Convert each line of the listing below into a row of a Markdown table with the columns Row and Line, skipping blank lines. Omit the pictures.

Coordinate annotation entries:
● ● ● ● ● ● ●

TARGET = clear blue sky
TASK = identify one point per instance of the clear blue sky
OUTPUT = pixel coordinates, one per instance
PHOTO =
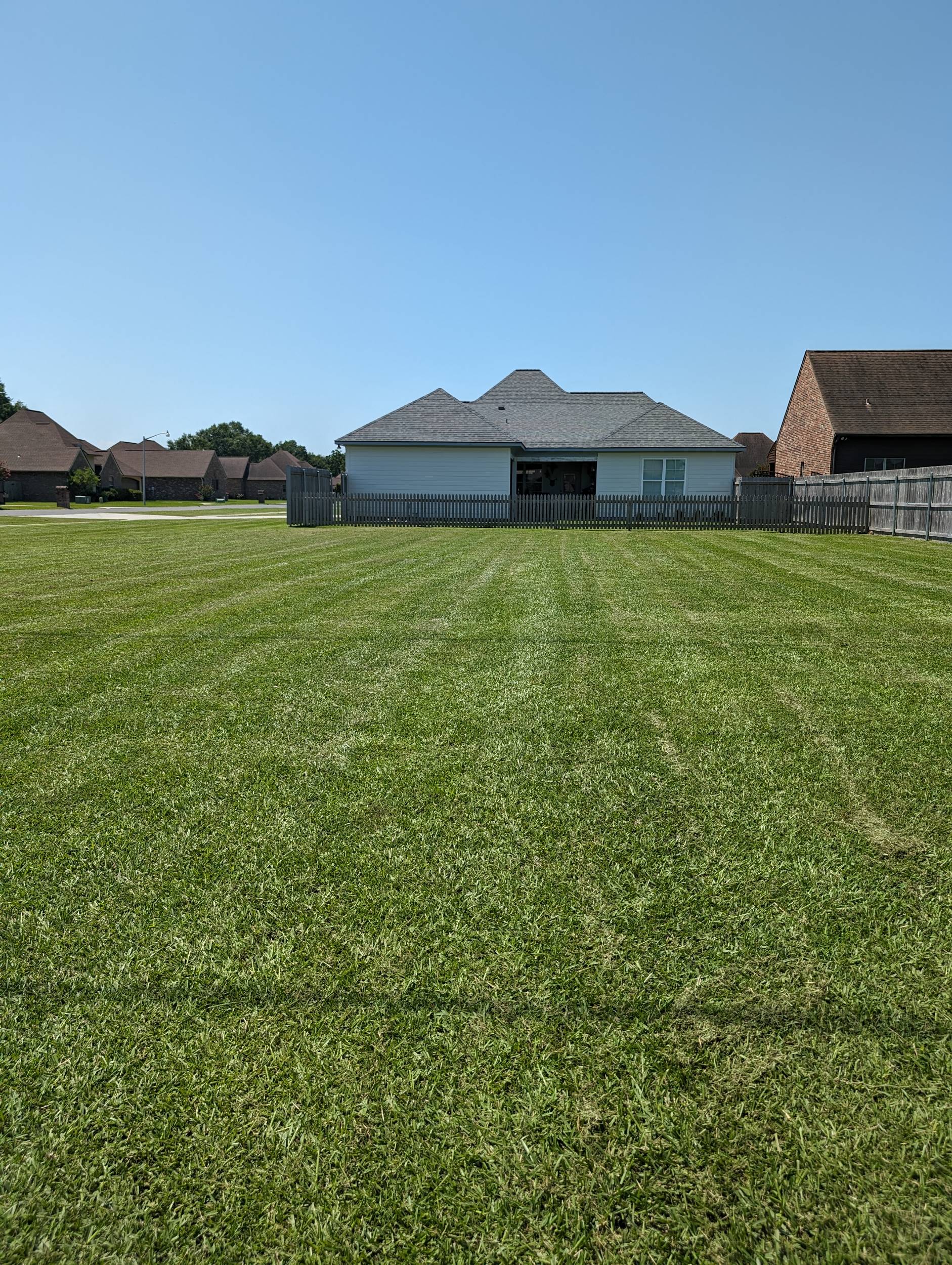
(302, 216)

● ● ● ● ● ● ●

# SOLUTION BELOW
| Row | Line |
|---|---|
| 1 | TARGET = clear blue sky |
| 2 | TASK = identify one point per instance of the clear blue sky |
| 3 | OUTPUT = pixel coordinates, one per instance |
| 4 | PHOTO = |
| 5 | (302, 216) |